§ ASSIGNMENT
Please keep to the lines below from the one with "Target: the headphone headband" through the one with "[indicate] the woman's", and restate them word for word, ends included.
=== SOURCE MATERIAL ===
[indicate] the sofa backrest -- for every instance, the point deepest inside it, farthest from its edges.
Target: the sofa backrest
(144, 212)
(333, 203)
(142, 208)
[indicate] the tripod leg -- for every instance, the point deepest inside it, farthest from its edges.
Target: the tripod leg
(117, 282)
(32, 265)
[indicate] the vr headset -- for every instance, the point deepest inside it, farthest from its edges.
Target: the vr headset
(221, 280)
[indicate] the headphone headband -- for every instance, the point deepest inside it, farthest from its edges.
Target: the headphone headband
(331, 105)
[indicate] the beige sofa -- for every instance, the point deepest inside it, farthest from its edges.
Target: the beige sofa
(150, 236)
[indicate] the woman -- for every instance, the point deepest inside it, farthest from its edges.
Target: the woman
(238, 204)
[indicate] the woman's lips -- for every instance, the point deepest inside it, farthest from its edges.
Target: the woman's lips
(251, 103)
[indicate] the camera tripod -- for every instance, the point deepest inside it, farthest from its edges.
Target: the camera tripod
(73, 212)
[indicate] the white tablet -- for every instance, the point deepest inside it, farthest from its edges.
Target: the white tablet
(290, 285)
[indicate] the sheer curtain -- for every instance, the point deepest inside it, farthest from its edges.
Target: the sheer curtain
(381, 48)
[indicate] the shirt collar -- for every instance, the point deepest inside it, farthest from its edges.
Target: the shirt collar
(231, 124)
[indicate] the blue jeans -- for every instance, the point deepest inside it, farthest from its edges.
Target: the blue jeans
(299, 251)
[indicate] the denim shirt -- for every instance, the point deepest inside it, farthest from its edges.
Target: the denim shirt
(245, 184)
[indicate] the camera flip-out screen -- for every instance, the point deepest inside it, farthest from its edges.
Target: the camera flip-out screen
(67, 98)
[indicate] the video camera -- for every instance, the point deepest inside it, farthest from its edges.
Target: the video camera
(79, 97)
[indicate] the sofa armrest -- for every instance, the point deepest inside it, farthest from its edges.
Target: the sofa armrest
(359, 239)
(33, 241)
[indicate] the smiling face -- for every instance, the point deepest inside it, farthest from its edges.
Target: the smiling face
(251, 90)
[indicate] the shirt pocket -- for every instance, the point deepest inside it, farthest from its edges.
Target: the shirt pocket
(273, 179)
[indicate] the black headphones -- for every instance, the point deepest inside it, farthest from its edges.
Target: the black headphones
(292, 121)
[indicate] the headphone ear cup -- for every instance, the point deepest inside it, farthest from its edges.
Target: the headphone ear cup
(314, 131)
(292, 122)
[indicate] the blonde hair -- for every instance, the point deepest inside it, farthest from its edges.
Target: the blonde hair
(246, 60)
===
§ RESPONSE
Target: the headphone headband
(331, 105)
[indicate] the beige sofa -- for every instance, the point deepest inside it, farthest from its edges.
Target: the beige sofa
(150, 236)
[indicate] the woman -- for every instance, the point deepest inside it, farthest from its edges.
Target: the woman
(238, 204)
[indicate] the woman's lips -- for every instance, the point deepest inside it, farthest from its edges.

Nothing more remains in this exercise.